TESTO FORNITO -
--*--

Rivolta “antiparassitaria”: attacchi antiebraici contro i centri commerciali svizzeri

Antisemitische Karikatur eines Warenhausbesitzers
Nel 1934, una settimana prima di Natale, venivano distribuiti degli opuscoli sui quali si leggeva: "Non fate acquisti nei centri commerciali ebrei, ma acquistate solida merce svizzera in genuini negozi svizzeri". Stadtarchiv Zürich

Quasi la metà dei centri commerciali in Svizzera è stata fondata da persone immigrate di fede ebraica. Negli anni Trenta, l'antisemitismo si intensificò e il Consiglio federale proibì la creazione o l'ulteriore sviluppo di grandi magazzini.

Il 21 febbraio 1937, 4’300 proprietarie e proprietari di negozi si riunirono a Losanna per opporsi al grande magazzino EPA, abbreviazione di “Einheitspreis-AG” (“Prezzo unico SA”). “Rovina la classe media”, si diceva, e si chiedeva allo Stato di intervenire. Si trattava della stessa classe media economicamente malridotta che aveva portato Hitler al potere in Germania.

In un periodo di crisi economica, con i suoi prezzi estremamente vantaggiosi, l’EPA aveva molto successo, specialmente presso le numerose persone disoccupate e le famiglie operaie. Tuttavia, la sua politica dei prezzi bassi alimentava la rabbia dei piccoli negozi in difficoltà.

L’EPA era particolarmente criticata rispetto ad altre aziende concorrenti: né l’apparizione delle cooperative di consumo, né quella di altri grandi magazzini sono state combattute così duramente come l’apertura di EPA.

--*--

DATI GREZZI -
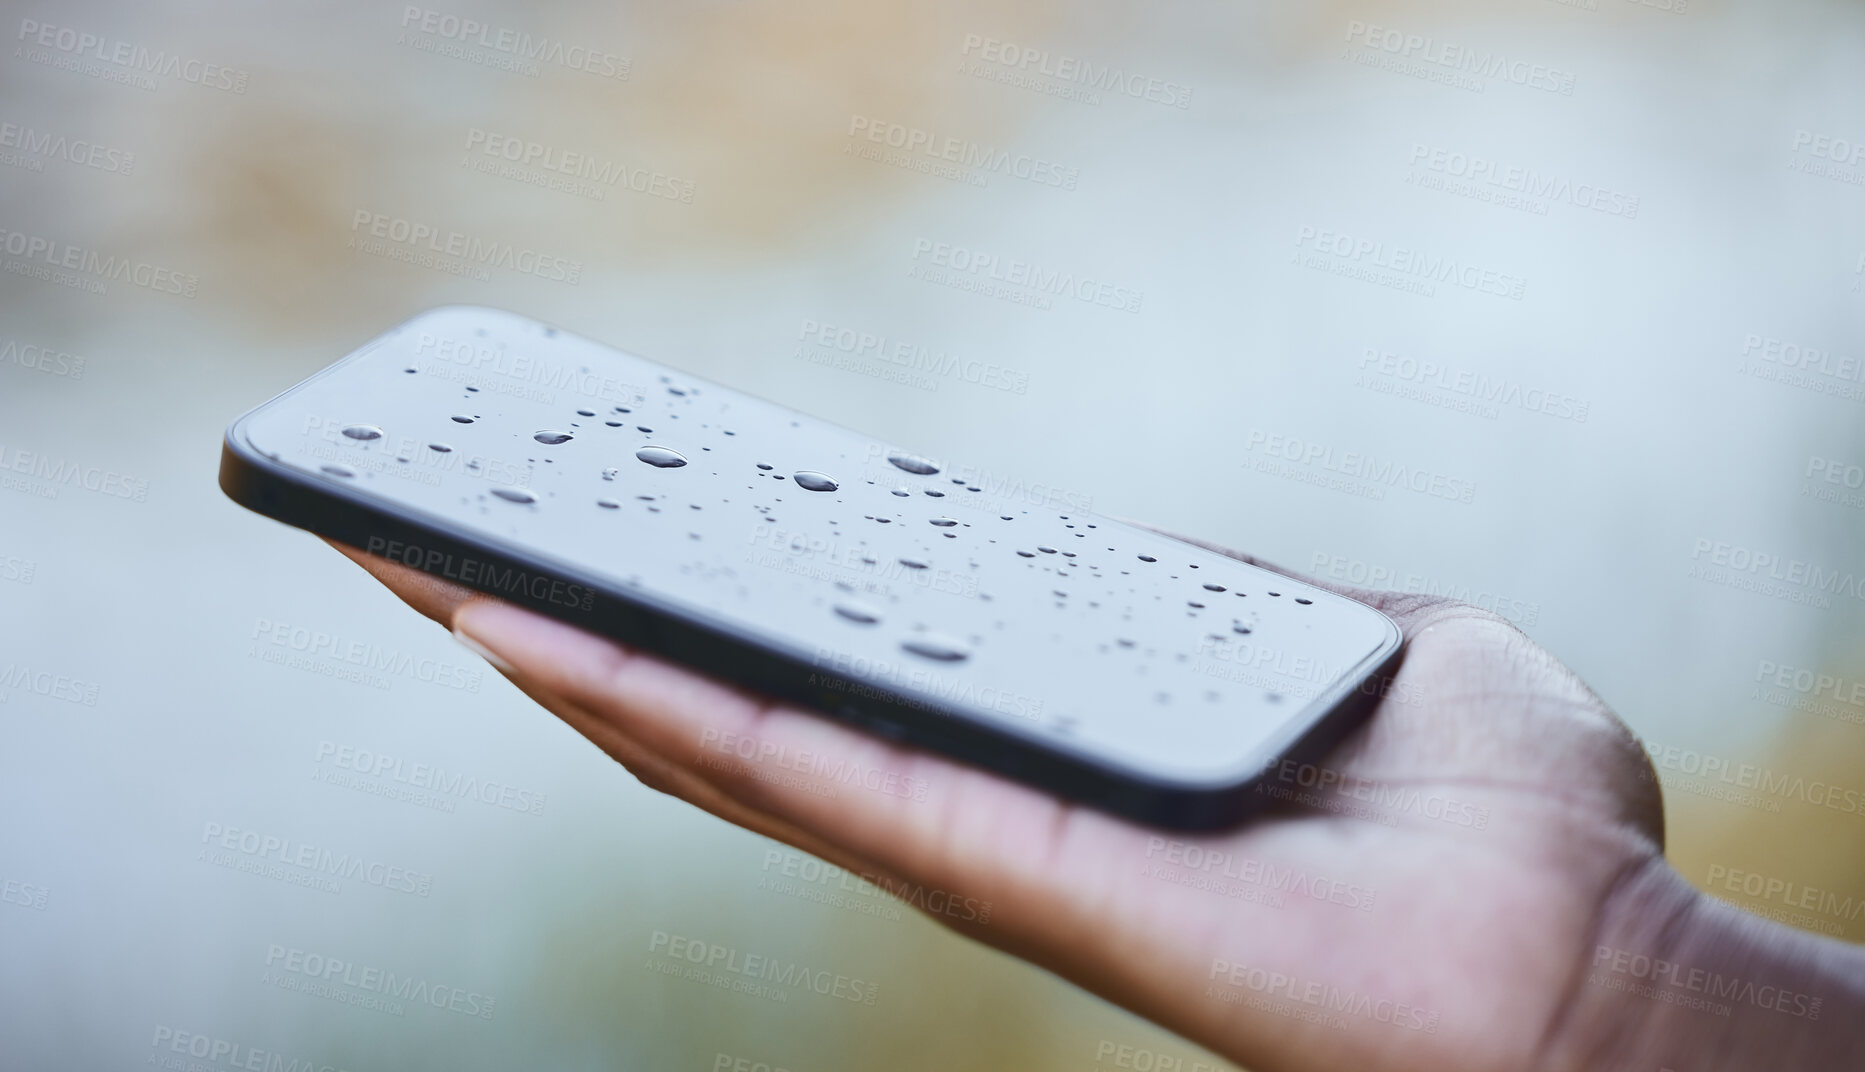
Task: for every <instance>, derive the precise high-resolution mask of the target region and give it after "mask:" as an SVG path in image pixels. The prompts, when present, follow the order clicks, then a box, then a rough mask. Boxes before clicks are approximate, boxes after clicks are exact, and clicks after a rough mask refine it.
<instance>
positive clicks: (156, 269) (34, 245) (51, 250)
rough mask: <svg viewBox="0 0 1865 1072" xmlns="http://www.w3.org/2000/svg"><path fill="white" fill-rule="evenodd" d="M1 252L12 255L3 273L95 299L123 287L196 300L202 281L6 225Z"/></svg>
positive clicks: (2, 224) (161, 294)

--*--

ESPLORA IL MATERIALE -
a – Secondo il testo sui grandi magazzini svizzeri:
(i) In che anno, una settimana prima di Natale, vennero distribuiti gli opuscoli?
(ii) Quante proprietarie e proprietari di negozi si riunirono a Losanna il 21 febbraio 1937?
(iii) Di quale denominazione è abbreviazione EPA?
b – Riprendi il testo sugli attacchi antiebraici contro i grandi magazzini svizzeri e continualo dal punto in cui si ferma.
Il materiale non ha alcun ruolo in questo lavoro.

SEZIONE RISPOSTE -
a –
(i) Nel 1934.
(ii) 4’300.
(iii) Di “Einheitspreis-AG” (“Prezzo unico SA”).

b –
Coloro che possedevano EPA erano di fede ebraica e dirigevano già i grandi magazzini Julius Brann e Maus Frères. Questo fu un elemento esplosivo delle rivendicazioni all’epoca.

Nel 1930, aprirono le tre prime filiali di EPA in Svizzera a Zurigo, Ginevra e Losanna.  

L’antisemitismo come critica della modernità

Julius Brann era originario della città di Rawicz, allora prussiana (oggi in Polonia). Aprì il primo grande magazzino in Svizzera, a Zurigo, nel 1896. Le famiglie Maus e Nordmann, originarie dell’Alsazia, si insediarono dapprima a Bienne poi aprirono congiuntamente nel 1902 un centro commerciale a Lucerna, il Léon Nordmann.

David Loeb, commerciante di Friburgo in Brisgovia, riuscì invece ad affermarsi con il grande magazzino Loeb, che esiste ancora oggi a Berna.

Innenansicht eines glamourösen Warenhauses
Il tempio dello shopping. Rappresentazione dell’atrio del centro commerciale Brann, aperto il 18 aprile 1900 lungo la Bahnhofstrasse di Zurigo. La grande statua femminile è una creazione dello scultore svizzero August Bösch. Tages-Anzeiger, 1902

La maggior parte di chi, in Svizzera, fece da apripista a questo settore all’inizio del XX secolo proveniva dai Paesi vicini. Molte erano persone immigrate di fede ebraica originarie della Prussia, orientale ed occidentale, e dall’Alsazia.

All’inizio del secolo, i commerci di taglia modesta reagirono con veemenza all’apparizione di questi marchi in Svizzera che consideravano “mostri dannosi per l’economia nazionale”.

La crescita del consumo di massa perturbava molto i valori morali dell’epoca. I centri commerciali erano “un grande pericolo sociale” per la loro sovrabbondanza di merci e causavano “molti danni”, si legge nel verbale di un intervento a Zurigo risalente al 1901.

A San Gallo, le associazioni commerciali criticavano l’arredamento glamour e le decorazioni raffinate delle vetrine dei grandi magazzini. Sotto accusa era anche la libertà di movimento appena conquistata dalla parte più grande della clientela, quella femminile.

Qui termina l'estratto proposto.